What the exercise asks - Please return each line of the items below that contains the word "separate", with case counting.
** Begin Data section **
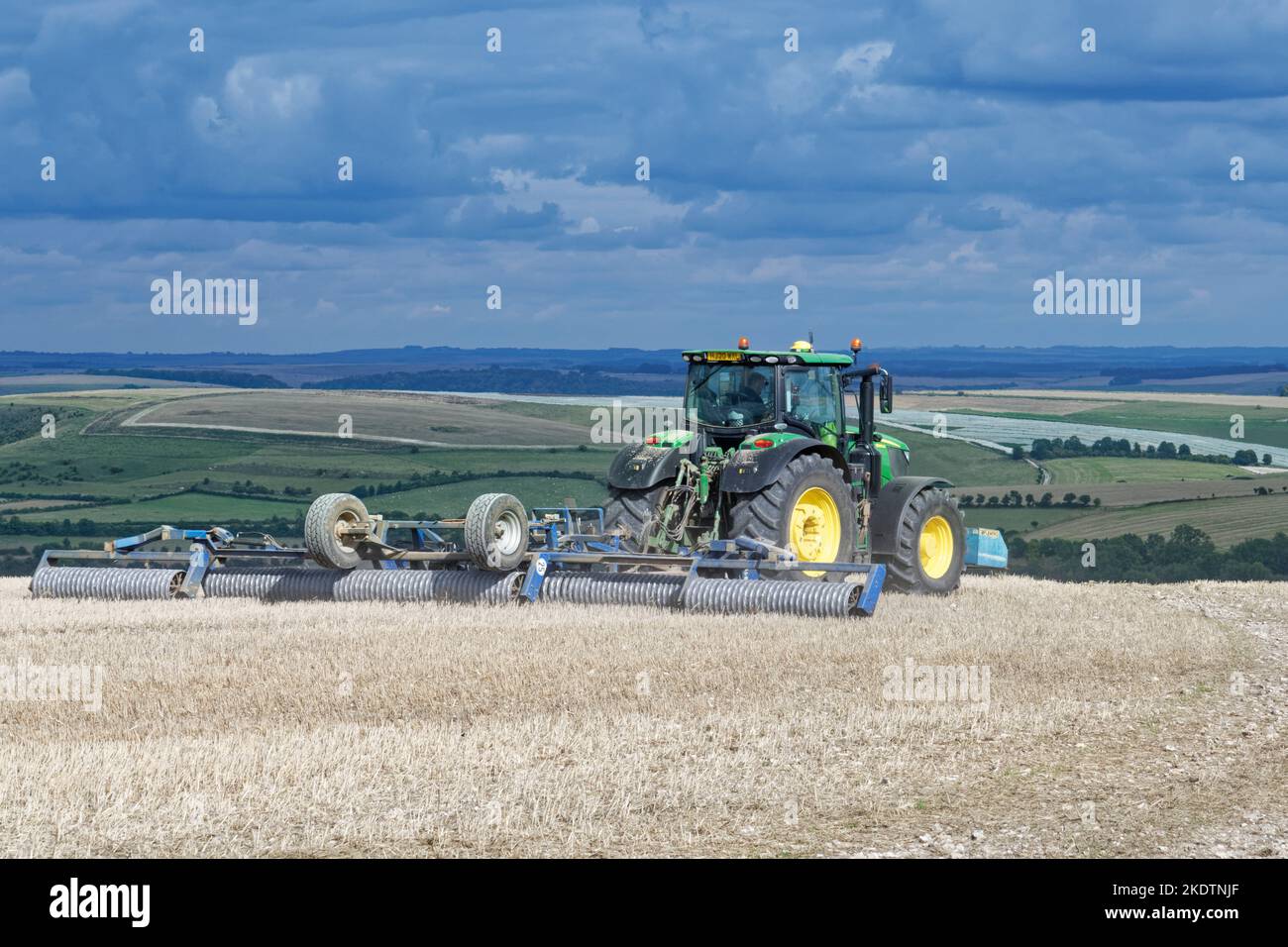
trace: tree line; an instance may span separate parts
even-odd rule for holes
** End Data section **
** Begin Data section **
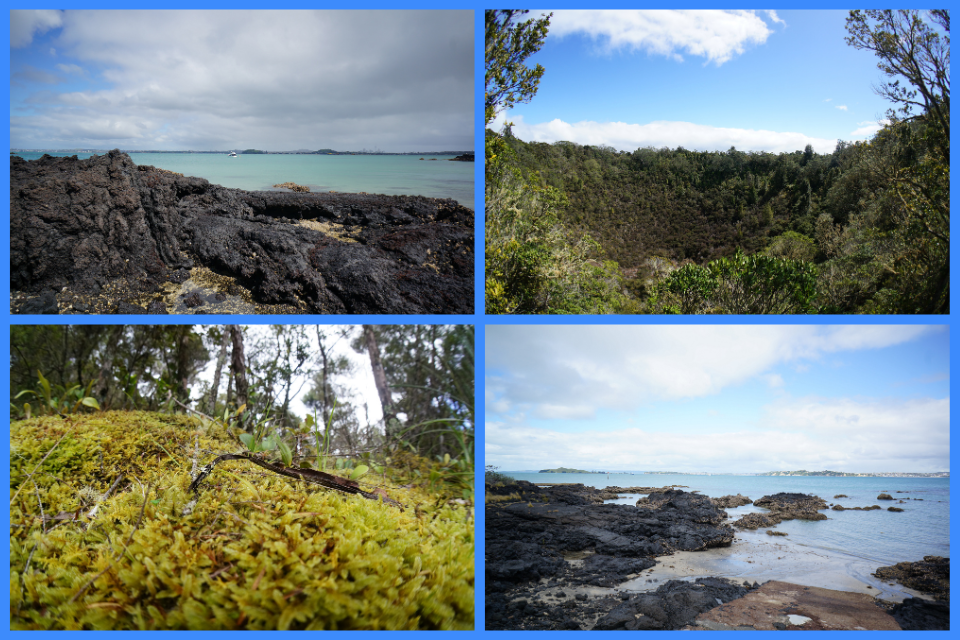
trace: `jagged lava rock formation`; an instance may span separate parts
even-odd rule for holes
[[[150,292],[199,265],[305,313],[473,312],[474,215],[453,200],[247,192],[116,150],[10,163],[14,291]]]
** End Data section **
Result of this task -
trace: tree line; an instance may span separate parts
trace: `jagged lava rock formation`; an instance may span separate parts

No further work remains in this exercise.